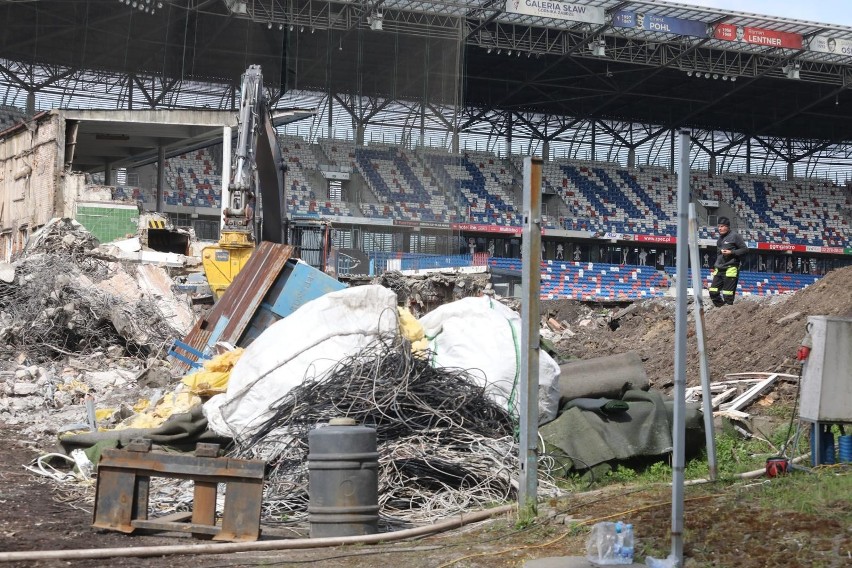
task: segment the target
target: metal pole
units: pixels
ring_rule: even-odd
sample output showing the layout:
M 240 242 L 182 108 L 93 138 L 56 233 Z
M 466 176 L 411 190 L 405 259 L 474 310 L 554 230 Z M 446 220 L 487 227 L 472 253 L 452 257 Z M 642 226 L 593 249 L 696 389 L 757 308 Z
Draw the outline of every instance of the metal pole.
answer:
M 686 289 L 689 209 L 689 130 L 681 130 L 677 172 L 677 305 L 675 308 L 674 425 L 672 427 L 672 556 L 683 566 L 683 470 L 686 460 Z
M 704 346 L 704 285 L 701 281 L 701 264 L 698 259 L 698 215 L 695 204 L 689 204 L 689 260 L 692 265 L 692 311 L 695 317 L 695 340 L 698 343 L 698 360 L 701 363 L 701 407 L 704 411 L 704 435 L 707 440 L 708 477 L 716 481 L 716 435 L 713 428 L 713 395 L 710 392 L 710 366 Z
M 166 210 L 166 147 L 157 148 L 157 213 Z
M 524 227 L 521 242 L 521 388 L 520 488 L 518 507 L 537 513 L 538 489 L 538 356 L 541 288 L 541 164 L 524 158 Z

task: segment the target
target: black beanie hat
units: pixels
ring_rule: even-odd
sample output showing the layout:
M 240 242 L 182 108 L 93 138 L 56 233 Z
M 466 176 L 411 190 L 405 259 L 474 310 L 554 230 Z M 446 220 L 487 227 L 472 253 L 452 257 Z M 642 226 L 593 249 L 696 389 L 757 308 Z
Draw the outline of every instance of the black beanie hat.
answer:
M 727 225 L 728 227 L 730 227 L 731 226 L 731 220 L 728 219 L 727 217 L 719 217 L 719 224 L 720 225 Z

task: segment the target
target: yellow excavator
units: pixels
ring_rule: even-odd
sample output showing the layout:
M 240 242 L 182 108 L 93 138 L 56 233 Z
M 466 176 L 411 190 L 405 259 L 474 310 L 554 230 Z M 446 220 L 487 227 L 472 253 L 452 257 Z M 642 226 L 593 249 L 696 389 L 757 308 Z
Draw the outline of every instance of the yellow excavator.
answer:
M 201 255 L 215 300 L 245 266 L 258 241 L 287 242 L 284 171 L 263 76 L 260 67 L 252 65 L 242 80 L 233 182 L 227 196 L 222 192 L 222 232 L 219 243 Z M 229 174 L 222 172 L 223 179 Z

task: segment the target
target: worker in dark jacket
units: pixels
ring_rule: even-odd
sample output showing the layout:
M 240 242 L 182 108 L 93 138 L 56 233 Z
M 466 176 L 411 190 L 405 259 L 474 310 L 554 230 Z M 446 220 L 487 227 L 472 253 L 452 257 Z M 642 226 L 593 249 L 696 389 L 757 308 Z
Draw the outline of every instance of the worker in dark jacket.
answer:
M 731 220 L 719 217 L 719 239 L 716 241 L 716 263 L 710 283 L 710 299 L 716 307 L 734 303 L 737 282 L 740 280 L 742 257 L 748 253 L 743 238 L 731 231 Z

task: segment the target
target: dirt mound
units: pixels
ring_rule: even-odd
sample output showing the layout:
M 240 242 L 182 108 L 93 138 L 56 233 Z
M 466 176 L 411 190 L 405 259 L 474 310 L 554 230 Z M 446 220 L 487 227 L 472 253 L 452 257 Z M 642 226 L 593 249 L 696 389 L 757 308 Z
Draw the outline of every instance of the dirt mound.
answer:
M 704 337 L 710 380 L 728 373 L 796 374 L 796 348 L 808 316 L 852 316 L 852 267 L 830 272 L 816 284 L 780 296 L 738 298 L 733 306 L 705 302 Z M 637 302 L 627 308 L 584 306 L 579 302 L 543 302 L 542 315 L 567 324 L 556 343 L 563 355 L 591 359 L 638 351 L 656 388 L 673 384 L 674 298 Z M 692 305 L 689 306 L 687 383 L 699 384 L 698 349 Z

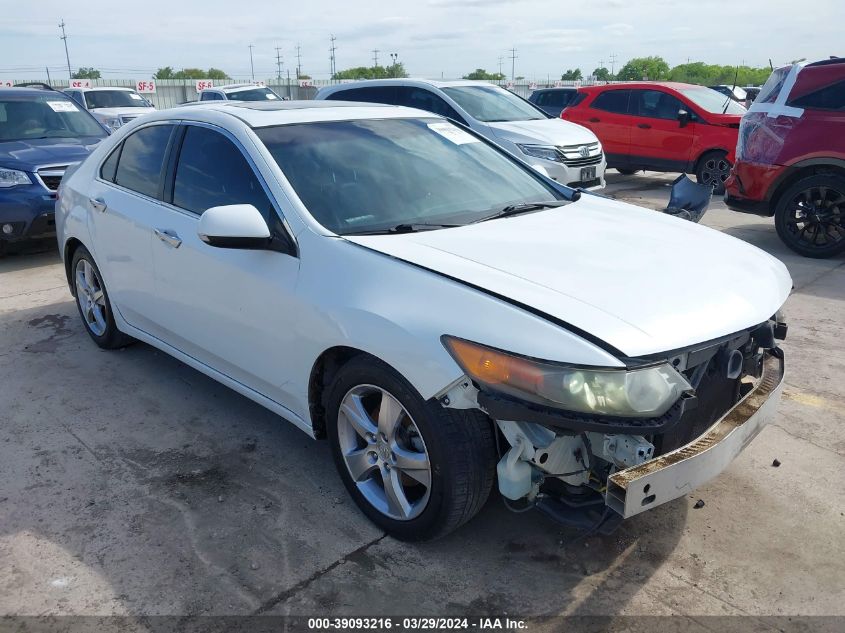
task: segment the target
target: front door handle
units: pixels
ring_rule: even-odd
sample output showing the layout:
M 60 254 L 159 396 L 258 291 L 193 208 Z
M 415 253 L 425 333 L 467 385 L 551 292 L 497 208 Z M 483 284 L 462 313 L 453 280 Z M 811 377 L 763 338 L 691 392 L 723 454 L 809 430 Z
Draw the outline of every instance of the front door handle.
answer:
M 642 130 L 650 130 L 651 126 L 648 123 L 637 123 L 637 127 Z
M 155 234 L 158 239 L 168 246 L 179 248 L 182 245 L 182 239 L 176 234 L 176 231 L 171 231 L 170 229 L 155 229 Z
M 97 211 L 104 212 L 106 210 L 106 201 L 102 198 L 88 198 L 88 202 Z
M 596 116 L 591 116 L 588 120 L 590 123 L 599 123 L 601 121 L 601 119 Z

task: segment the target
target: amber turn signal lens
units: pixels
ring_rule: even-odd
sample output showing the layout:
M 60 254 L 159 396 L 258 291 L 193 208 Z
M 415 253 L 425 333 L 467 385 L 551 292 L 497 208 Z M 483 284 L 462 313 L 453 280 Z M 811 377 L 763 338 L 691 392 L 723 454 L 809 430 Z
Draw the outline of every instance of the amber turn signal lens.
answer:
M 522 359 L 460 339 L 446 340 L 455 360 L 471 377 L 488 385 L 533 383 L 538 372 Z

==*==

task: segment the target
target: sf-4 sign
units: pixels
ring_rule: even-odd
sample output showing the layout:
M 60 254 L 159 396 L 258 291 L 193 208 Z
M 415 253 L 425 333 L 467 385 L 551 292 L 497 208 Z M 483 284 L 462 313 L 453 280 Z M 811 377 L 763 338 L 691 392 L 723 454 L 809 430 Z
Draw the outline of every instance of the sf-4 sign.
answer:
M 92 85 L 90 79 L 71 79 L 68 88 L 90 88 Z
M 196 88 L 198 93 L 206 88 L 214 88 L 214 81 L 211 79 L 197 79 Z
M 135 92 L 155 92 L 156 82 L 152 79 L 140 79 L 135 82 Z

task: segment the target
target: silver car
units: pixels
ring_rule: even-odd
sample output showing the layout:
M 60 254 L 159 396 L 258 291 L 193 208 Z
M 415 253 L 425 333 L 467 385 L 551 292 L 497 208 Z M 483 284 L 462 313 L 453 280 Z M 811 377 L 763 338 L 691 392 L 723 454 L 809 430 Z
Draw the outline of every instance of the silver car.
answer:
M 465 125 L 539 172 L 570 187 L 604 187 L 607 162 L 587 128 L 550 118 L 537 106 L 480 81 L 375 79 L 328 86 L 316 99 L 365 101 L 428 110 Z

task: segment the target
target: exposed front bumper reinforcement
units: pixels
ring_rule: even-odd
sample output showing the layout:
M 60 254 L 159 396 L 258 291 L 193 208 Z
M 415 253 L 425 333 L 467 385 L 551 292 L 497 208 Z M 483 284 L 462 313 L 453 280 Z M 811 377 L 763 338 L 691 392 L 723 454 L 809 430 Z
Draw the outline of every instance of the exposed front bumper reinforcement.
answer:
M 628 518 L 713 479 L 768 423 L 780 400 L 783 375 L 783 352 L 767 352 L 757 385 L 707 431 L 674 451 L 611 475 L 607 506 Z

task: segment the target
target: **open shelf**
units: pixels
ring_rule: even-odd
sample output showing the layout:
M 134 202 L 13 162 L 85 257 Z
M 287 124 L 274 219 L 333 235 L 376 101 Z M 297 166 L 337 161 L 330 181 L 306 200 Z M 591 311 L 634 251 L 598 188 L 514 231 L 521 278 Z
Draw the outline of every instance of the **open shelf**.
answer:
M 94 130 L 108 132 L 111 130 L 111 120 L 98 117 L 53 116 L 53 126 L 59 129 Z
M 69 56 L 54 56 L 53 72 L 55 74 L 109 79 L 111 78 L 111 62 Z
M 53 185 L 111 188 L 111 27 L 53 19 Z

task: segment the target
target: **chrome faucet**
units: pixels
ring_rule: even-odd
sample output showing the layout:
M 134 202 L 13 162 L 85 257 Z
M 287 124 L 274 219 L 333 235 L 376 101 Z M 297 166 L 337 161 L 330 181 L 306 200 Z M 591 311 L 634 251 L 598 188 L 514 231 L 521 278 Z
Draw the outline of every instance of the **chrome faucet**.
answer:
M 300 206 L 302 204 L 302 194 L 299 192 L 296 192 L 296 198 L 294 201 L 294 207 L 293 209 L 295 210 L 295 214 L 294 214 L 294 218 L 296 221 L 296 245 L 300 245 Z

==*==

Exercise requirements: In the data, count the lines that include the string "front", then give that number and nothing more.

Answer space: 4